## Requirements
Reproduce all of the data below line for line, changing nothing.

## Supplied entries
— start —

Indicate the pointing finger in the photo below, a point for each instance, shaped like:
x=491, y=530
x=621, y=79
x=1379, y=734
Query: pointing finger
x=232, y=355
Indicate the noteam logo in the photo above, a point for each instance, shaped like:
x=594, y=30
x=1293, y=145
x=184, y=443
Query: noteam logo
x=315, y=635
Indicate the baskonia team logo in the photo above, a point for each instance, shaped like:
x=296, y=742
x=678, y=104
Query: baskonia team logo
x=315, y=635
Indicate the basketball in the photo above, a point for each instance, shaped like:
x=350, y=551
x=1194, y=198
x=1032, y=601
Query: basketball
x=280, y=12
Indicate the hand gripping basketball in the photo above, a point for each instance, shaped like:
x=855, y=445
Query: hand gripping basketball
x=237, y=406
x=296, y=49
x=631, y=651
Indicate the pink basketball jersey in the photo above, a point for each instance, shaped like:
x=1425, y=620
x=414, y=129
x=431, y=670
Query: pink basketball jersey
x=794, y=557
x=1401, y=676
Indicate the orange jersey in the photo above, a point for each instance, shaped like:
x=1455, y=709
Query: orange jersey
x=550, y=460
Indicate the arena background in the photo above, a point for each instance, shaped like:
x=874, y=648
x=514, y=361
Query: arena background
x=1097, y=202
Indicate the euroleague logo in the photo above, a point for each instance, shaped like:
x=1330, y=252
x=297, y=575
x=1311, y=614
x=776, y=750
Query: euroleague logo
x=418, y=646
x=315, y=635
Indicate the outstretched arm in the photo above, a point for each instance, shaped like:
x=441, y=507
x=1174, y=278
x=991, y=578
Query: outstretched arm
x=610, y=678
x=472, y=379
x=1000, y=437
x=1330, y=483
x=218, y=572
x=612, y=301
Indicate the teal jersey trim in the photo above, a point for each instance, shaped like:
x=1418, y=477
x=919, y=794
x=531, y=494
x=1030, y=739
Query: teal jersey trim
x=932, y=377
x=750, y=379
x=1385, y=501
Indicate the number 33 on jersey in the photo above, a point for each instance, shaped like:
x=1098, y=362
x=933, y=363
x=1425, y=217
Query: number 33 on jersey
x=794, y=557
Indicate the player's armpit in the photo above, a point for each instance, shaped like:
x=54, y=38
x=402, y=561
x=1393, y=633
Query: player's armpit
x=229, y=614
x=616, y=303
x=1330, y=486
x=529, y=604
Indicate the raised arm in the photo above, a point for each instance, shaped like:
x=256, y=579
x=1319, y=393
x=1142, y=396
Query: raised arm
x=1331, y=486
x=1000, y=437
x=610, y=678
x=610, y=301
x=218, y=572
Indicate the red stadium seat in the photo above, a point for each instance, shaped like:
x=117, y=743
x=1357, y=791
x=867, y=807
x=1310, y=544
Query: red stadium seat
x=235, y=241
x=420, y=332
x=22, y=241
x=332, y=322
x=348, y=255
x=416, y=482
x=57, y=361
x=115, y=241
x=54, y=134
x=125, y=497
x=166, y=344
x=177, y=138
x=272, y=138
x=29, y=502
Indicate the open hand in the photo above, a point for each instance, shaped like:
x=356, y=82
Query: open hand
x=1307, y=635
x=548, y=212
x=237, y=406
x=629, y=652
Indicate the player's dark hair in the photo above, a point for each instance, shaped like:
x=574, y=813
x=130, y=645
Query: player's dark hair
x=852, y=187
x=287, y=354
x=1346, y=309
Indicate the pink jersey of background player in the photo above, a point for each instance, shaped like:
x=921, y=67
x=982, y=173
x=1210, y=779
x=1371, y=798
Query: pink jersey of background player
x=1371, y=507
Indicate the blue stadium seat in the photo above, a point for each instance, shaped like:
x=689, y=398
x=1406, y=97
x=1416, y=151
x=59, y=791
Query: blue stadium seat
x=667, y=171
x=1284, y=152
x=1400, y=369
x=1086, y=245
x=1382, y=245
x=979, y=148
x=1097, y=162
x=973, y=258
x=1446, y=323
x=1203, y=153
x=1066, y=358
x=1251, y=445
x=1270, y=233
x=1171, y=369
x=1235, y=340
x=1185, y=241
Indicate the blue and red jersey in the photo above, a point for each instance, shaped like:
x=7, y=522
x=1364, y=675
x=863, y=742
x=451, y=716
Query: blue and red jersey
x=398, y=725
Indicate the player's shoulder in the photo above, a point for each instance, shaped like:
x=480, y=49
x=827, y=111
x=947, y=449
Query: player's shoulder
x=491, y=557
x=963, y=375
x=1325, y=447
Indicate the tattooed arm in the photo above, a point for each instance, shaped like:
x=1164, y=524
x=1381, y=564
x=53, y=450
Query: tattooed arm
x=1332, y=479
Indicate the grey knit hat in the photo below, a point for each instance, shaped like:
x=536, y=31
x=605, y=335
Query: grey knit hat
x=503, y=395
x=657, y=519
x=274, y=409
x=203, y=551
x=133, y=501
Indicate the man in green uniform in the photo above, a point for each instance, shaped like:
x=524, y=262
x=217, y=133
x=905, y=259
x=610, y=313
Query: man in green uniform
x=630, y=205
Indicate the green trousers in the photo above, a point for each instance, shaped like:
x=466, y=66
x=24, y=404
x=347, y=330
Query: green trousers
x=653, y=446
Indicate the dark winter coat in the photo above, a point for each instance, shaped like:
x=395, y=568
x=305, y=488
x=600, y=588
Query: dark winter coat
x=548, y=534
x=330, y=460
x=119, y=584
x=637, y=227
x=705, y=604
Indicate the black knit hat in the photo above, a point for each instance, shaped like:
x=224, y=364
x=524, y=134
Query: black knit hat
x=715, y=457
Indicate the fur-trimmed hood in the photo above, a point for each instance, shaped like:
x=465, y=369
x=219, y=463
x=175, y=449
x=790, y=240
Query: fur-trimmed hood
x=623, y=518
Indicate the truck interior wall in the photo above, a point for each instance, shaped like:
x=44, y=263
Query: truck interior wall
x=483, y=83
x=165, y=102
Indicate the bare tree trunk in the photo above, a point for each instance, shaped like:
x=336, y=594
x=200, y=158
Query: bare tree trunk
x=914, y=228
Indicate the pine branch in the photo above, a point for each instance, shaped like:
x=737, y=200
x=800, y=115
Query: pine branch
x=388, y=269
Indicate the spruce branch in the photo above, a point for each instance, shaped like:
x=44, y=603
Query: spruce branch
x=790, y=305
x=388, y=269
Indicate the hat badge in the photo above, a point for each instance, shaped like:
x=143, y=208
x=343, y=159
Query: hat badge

— end —

## Output
Indicate the pointing finger in the photo below, a point for each instance, shaped like:
x=491, y=530
x=621, y=79
x=1379, y=734
Query: pointing finger
x=232, y=355
Indicate the noteam logo in the photo above, a point for each instance, shaped like:
x=594, y=30
x=1293, y=145
x=184, y=443
Query: noteam logo
x=315, y=635
Indicate the baskonia team logo in the photo above, a point for each instance, shaped like:
x=296, y=742
x=678, y=104
Query: baskonia team logo
x=315, y=635
Indicate the basketball in the photo above, a point for each instance, shaped like:
x=350, y=551
x=1194, y=198
x=1032, y=601
Query: basketball
x=280, y=12
Indicate the hand gripping basketball in the photo above, a point for each instance, shaped like:
x=855, y=445
Query: hand gripping basketball
x=237, y=406
x=296, y=49
x=631, y=651
Indicate the pink basketball jersey in the photo above, a point for each instance, shaped like:
x=1425, y=620
x=414, y=129
x=431, y=670
Query: pink basketball jersey
x=794, y=557
x=1401, y=676
Indicate the orange jersey in the photo above, a point for each instance, shaped like:
x=1455, y=709
Query: orange jersey
x=550, y=460
Indicate the arena background in the photo above, a point for each instance, shaped like:
x=874, y=648
x=514, y=361
Query: arena background
x=1097, y=202
Indicate the euroleague logo in the photo above, a point for each instance, shaped like:
x=1330, y=252
x=297, y=575
x=1311, y=614
x=776, y=750
Query: euroleague logo
x=418, y=646
x=315, y=635
Indicate the outstretched arm in the photo above, a point for each instance, shaped like:
x=441, y=507
x=1174, y=278
x=991, y=578
Query: outstretched arm
x=610, y=678
x=472, y=379
x=1000, y=437
x=1330, y=483
x=218, y=572
x=612, y=301
Indicate the teal jersey trim in the photo above, a point for each instance, shaped like:
x=1418, y=477
x=919, y=794
x=531, y=494
x=1030, y=739
Query: teal jersey trim
x=932, y=377
x=750, y=379
x=1385, y=501
Indicate the number 33 on jersey in the photo above, a point for each instance, shaped like:
x=1098, y=362
x=933, y=363
x=1425, y=217
Query: number 33 on jersey
x=794, y=557
Indicate the player's armpit in the photo above, a point for each instance, shaped like:
x=54, y=38
x=402, y=561
x=1393, y=633
Query: player's armpit
x=229, y=614
x=616, y=303
x=1330, y=486
x=529, y=604
Indicate the raised arm in the photo above, a point for each instance, shaped like:
x=256, y=579
x=1319, y=393
x=1142, y=396
Query: raised arm
x=1331, y=486
x=1000, y=437
x=610, y=678
x=610, y=301
x=218, y=572
Indicate the red stadium seat in the photo above, a point for each instance, shaped like:
x=117, y=743
x=1357, y=791
x=867, y=807
x=1310, y=544
Query: red stadium seat
x=235, y=241
x=420, y=332
x=22, y=241
x=332, y=322
x=348, y=255
x=416, y=482
x=57, y=361
x=115, y=241
x=54, y=134
x=125, y=497
x=166, y=344
x=177, y=138
x=272, y=138
x=29, y=502
Indicate the open hand in the photo above, a point for each instance, shaped like:
x=356, y=82
Query: open hand
x=1307, y=635
x=548, y=212
x=237, y=406
x=629, y=652
Indicate the player's dark hair in the photo above, a point for each instance, shaped like:
x=574, y=813
x=130, y=645
Query: player's dark hair
x=852, y=187
x=287, y=354
x=1346, y=309
Indicate the pink jersey of background player in the photo above, a point for each instance, shaped like:
x=921, y=67
x=982, y=173
x=1210, y=779
x=1371, y=798
Query: pink jersey of background player
x=1371, y=507
Indicate the blue stadium seat in the photo above, a point for each instance, shaped like:
x=689, y=398
x=1406, y=97
x=1416, y=151
x=59, y=791
Query: blue stadium seat
x=667, y=171
x=1284, y=152
x=1400, y=369
x=1086, y=245
x=1382, y=245
x=979, y=148
x=1097, y=162
x=973, y=258
x=1446, y=323
x=1203, y=153
x=1066, y=358
x=1251, y=445
x=1270, y=233
x=1171, y=369
x=1235, y=340
x=1185, y=241
Indicate the blue and red jersey in the photo above, a point for each instance, shaped like:
x=7, y=522
x=1364, y=675
x=863, y=742
x=451, y=716
Query: blue and red jersey
x=398, y=725
Indicate the player's shoulder in the photo above, a point for each instance, shaped like:
x=480, y=49
x=827, y=111
x=947, y=449
Query: player's shoulder
x=491, y=557
x=963, y=375
x=1325, y=447
Indicate the tattooed arm in the photo above, a point for each instance, shaped like:
x=1164, y=524
x=1381, y=564
x=53, y=450
Query: tattooed arm
x=1332, y=479
Indicate the grey knit hat in the photo below, a point for each instance, shaped like:
x=536, y=31
x=605, y=335
Query: grey knit hat
x=503, y=395
x=657, y=519
x=274, y=409
x=203, y=551
x=133, y=501
Indicate the man in green uniform in the photo above, a point for each instance, shaped like:
x=524, y=262
x=217, y=133
x=905, y=259
x=610, y=313
Query: man in green uniform
x=630, y=205
Indicate the green trousers in the photo above, a point for each instance, shaped like:
x=466, y=66
x=24, y=404
x=347, y=330
Query: green trousers
x=653, y=446
Indicate the dark winter coat in the photo above, a point for each instance, shaped like:
x=395, y=568
x=305, y=488
x=600, y=588
Query: dark winter coat
x=548, y=534
x=330, y=460
x=119, y=584
x=637, y=227
x=705, y=604
Indicate the black knit hat in the photo above, a point for each instance, shaped like:
x=224, y=364
x=524, y=134
Query: black knit hat
x=715, y=457
Indicate the fur-trimmed hood in the photo above, a point for each instance, shaped like:
x=465, y=369
x=219, y=463
x=175, y=449
x=790, y=240
Query: fur-trimmed hood
x=623, y=518
Indicate the truck interior wall in the photo above, a point for each instance, shaped like:
x=44, y=263
Query: truck interior wall
x=483, y=83
x=165, y=102
Indicate the bare tree trunk in the photo above, a point for each instance, shaped like:
x=336, y=594
x=200, y=158
Query: bare tree trunk
x=914, y=228
Indicate the pine branch in the photo above, a point for each instance, shaped like:
x=737, y=200
x=800, y=115
Query: pine branch
x=388, y=269
Indicate the spruce branch in the photo above, a point for each instance, shaped like:
x=44, y=603
Query: spruce branch
x=790, y=305
x=388, y=269
Indicate the hat badge in the photo above, a point for each instance, shaped like:
x=143, y=208
x=343, y=159
Query: hat badge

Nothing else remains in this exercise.